- **Given instruction**
Report how many lines in the items below contain the word "that". Give only the number.

···

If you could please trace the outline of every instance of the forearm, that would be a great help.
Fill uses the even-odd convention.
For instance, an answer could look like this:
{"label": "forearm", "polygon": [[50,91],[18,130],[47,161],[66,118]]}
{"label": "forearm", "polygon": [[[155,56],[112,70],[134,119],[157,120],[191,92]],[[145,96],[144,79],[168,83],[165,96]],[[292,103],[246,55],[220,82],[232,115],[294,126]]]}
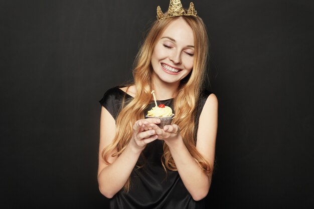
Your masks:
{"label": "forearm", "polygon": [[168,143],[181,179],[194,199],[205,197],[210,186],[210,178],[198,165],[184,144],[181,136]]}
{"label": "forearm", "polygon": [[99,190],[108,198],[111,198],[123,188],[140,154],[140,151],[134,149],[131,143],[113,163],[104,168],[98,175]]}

···

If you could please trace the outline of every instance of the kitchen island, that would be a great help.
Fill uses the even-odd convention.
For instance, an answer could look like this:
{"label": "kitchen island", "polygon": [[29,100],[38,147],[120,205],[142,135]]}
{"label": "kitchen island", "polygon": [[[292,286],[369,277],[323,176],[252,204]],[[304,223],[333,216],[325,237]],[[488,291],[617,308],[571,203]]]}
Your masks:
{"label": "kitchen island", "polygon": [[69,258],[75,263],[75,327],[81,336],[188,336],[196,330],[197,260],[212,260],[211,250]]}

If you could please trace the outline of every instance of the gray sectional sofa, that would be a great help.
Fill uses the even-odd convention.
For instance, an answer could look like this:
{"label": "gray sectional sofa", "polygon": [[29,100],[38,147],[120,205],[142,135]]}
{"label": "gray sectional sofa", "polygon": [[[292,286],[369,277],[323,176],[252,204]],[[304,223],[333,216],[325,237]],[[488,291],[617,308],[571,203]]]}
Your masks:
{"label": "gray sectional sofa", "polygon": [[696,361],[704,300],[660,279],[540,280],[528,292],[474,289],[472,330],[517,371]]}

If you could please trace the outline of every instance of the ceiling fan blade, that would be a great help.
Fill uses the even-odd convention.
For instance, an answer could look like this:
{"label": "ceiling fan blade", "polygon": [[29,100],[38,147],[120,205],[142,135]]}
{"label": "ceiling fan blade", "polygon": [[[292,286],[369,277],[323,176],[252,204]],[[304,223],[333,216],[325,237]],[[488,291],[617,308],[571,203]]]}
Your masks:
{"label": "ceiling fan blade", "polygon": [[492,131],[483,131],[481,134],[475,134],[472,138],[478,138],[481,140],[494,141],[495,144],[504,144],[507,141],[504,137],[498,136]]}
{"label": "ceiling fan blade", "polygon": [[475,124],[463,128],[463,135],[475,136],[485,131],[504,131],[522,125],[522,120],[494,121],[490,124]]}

···

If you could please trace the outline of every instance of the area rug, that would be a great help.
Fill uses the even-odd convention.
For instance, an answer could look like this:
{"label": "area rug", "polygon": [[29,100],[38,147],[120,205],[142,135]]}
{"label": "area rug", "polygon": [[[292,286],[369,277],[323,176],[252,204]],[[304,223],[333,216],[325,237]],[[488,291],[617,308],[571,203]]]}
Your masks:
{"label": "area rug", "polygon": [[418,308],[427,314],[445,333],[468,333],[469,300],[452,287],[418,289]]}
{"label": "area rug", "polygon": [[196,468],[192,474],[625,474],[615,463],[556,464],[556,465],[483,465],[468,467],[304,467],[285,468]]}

···

- **Correct response**
5